# Text extract:
--- start ---

# What plants to put in mantid enclosures?



## mantis religiosa (Oct 27, 2007)

Any suggestions of how to arrange them?Do you know of any type of plants ideal for this?


----------



## Andrew (Oct 27, 2007)

Fake plants are generally the best way to go, to be honest. But if you are concerned about aesthetics, it could be good. I know that Bamboo does well in low-light conditions, but can't really comment on anything else.


----------



## Rick (Oct 28, 2007)

Andrew said:


> Fake plants are generally the best way to go, to be honest. But if you are concerned about aesthetics, it could be good. I know that Bamboo does well in low-light conditions, but can't really comment on anything else.


+1


----------



## Mantida (Oct 28, 2007)

Yeah, Andrew's got it. Bamboo is really easy to care for and is low maintenance. I used to use it with my lizards. Lucky bamboo is easy to get a hold of and would provide a nice perch for the mantis/viewing pleasure.

--- end ---

# Records:
--- start ---

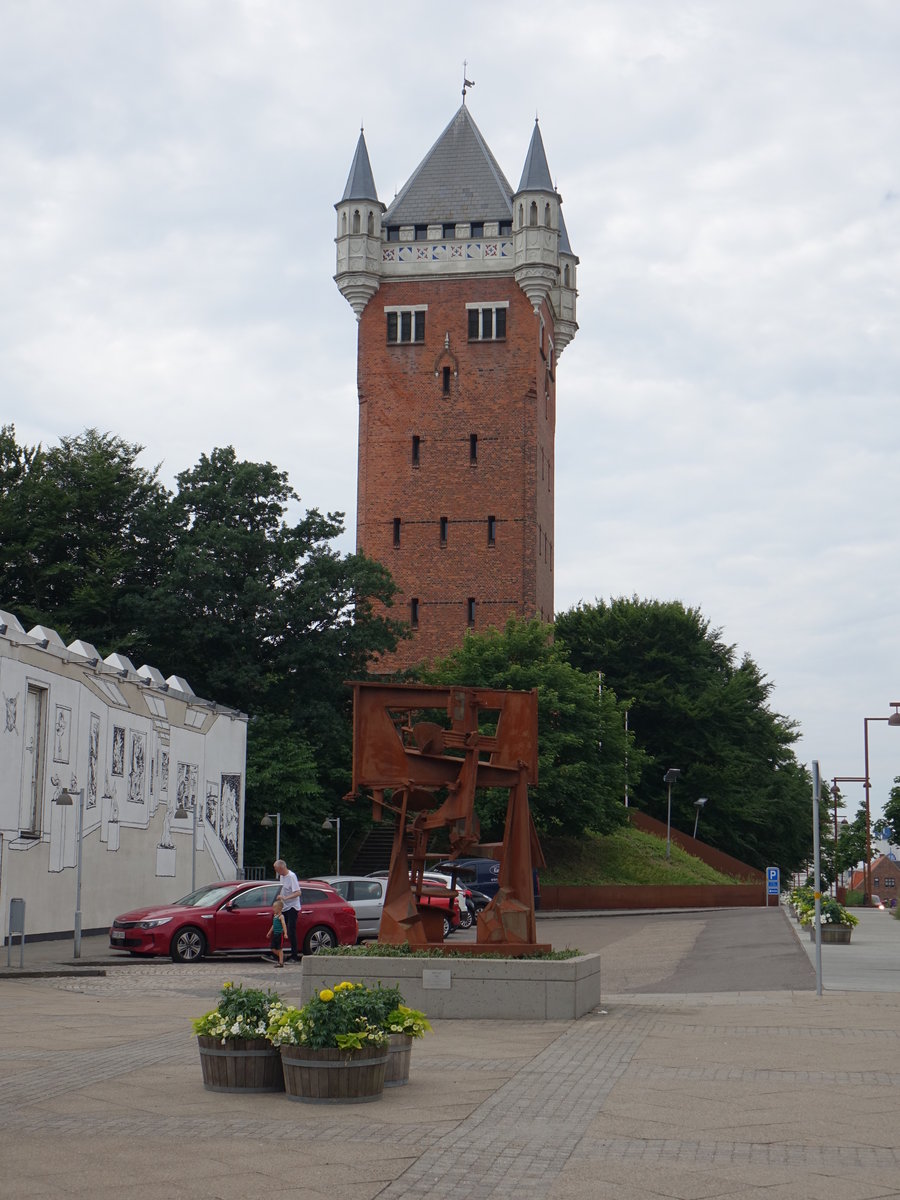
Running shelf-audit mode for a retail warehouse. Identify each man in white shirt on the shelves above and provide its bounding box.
[274,858,300,962]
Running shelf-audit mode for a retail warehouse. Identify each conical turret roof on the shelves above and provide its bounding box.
[384,104,512,226]
[341,130,379,204]
[518,118,556,192]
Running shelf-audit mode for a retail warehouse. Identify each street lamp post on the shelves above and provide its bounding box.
[175,796,198,892]
[322,817,341,875]
[55,787,84,959]
[863,700,900,904]
[259,812,281,863]
[662,767,682,862]
[694,796,708,838]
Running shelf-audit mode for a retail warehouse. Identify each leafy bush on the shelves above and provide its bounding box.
[192,983,281,1043]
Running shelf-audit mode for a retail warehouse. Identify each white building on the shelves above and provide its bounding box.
[0,610,247,941]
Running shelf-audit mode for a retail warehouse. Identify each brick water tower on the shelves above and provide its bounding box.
[335,92,578,670]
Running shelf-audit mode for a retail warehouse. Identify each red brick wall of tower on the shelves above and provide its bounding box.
[356,276,556,671]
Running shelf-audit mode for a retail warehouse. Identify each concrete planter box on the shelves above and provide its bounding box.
[300,954,600,1021]
[809,925,852,946]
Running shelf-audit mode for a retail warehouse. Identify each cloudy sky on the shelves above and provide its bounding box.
[0,0,900,825]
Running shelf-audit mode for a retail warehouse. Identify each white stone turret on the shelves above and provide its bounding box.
[335,130,384,320]
[512,120,559,312]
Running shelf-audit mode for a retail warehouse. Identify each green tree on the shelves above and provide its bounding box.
[427,619,642,835]
[0,426,169,653]
[556,596,812,875]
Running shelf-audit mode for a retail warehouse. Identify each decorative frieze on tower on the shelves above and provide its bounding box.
[335,96,578,670]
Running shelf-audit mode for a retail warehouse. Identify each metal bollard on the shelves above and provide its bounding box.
[6,896,25,967]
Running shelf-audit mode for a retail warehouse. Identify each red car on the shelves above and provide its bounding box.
[109,880,358,962]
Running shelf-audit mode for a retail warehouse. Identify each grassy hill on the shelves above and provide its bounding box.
[541,826,743,887]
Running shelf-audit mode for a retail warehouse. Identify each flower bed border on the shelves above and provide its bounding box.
[300,954,600,1021]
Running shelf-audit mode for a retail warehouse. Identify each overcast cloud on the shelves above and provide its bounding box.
[0,0,900,815]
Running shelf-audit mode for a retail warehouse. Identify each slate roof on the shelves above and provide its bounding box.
[384,104,512,226]
[338,130,379,204]
[516,119,556,192]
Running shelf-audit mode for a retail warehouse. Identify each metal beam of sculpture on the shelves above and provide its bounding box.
[347,682,550,954]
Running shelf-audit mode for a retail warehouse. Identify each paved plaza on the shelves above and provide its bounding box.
[0,908,900,1200]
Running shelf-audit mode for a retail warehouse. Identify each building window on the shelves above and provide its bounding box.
[384,305,427,344]
[466,301,509,342]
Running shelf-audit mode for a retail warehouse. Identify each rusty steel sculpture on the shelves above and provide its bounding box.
[347,682,550,955]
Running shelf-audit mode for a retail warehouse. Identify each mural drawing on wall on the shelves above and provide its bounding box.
[175,762,199,812]
[206,779,218,832]
[84,713,100,809]
[53,704,72,762]
[218,775,241,863]
[112,725,125,775]
[128,730,146,804]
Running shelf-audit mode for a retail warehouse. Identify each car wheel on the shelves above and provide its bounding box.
[304,925,337,954]
[170,925,206,962]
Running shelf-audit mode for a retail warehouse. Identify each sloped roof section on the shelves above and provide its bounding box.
[384,104,512,226]
[341,130,378,204]
[518,118,556,192]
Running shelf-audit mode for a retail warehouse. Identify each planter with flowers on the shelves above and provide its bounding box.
[193,983,284,1092]
[384,1003,431,1087]
[268,982,400,1104]
[798,896,859,946]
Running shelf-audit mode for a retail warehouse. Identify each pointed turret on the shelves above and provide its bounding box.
[335,130,384,320]
[512,118,559,312]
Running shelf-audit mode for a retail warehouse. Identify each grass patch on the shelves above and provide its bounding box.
[541,826,744,887]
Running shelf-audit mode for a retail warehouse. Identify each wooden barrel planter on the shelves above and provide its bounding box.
[809,925,852,946]
[281,1045,388,1104]
[384,1033,413,1087]
[197,1034,284,1092]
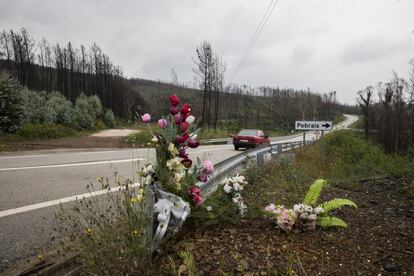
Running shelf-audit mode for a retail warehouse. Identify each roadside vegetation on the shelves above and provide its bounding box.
[0,74,116,140]
[45,131,414,275]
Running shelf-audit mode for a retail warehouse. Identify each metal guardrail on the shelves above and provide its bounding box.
[197,140,315,196]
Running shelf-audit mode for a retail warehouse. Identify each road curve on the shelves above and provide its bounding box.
[0,115,357,272]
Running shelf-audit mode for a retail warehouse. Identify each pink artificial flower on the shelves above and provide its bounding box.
[168,94,180,106]
[198,173,208,182]
[178,148,188,159]
[180,122,190,132]
[181,103,191,117]
[158,118,168,129]
[174,113,181,125]
[170,106,180,115]
[181,158,193,169]
[201,160,214,175]
[188,139,200,149]
[141,113,151,123]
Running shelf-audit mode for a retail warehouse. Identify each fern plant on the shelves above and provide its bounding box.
[303,179,357,227]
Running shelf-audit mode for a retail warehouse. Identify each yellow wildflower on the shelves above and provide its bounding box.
[168,143,178,157]
[86,227,93,235]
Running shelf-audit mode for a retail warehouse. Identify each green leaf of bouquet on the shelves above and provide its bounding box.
[319,198,357,214]
[316,216,348,228]
[303,179,326,205]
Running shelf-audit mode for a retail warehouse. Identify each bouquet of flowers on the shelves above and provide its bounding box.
[265,179,357,232]
[141,95,214,204]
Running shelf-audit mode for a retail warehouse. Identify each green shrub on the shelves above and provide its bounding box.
[104,109,116,128]
[56,177,154,275]
[73,109,95,130]
[0,74,24,133]
[16,123,76,140]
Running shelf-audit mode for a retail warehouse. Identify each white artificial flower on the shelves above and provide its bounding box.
[233,193,241,203]
[265,203,276,213]
[235,175,245,183]
[233,182,243,191]
[313,207,323,215]
[185,115,195,124]
[305,205,313,213]
[174,173,182,183]
[145,174,152,185]
[223,183,233,194]
[147,164,155,173]
[293,204,305,213]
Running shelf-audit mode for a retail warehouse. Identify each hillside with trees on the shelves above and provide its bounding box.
[0,28,356,134]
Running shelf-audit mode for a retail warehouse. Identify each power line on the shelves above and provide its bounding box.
[231,0,279,82]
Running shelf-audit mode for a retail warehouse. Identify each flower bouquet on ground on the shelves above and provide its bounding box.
[265,179,357,232]
[139,95,214,248]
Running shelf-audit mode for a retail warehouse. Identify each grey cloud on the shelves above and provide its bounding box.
[341,36,414,65]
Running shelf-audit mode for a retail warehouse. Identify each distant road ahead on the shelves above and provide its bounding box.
[0,115,357,271]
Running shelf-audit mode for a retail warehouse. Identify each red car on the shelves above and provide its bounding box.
[233,129,270,150]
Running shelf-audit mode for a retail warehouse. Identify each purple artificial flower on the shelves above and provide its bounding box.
[158,118,168,129]
[188,139,200,149]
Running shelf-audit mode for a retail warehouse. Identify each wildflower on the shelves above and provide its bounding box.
[185,115,195,124]
[223,183,233,194]
[168,143,178,156]
[141,113,151,123]
[168,94,180,106]
[158,118,168,129]
[313,207,323,215]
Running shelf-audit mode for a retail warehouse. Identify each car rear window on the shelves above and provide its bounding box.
[237,129,257,136]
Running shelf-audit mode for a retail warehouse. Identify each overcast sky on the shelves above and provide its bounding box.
[0,0,414,103]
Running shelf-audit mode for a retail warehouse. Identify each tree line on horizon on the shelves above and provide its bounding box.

--- end ---

# Tasks to complete:
(A) Translate this sentence from the mantid enclosure thread into Spanish: "Bamboo is really easy to care for and is low maintenance."
(B) Answer these questions from the mantid enclosure thread.
(i) Which kind of plants does Andrew say is generally the best way to go?
(ii) In what conditions does bamboo do well, according to Andrew?
(iii) What animals did Mantida once keep with bamboo?
(C) Quote the mantid enclosure thread from "## Mantida (Oct" to "the mantis/viewing pleasure.".
The material above was drawn from a separate source.

# Results for each task:
(A) El bambú es muy fácil de cuidar y requiere poco mantenimiento.

(B)
(i) Fake plants
(ii) Low-light conditions
(iii) Lizards

(C)
## Mantida (Oct 28, 2007)

Yeah, Andrew's got it. Bamboo is really easy to care for and is low maintenance. I used to use it with my lizards. Lucky bamboo is easy to get a hold of and would provide a nice perch for the mantis/viewing pleasure.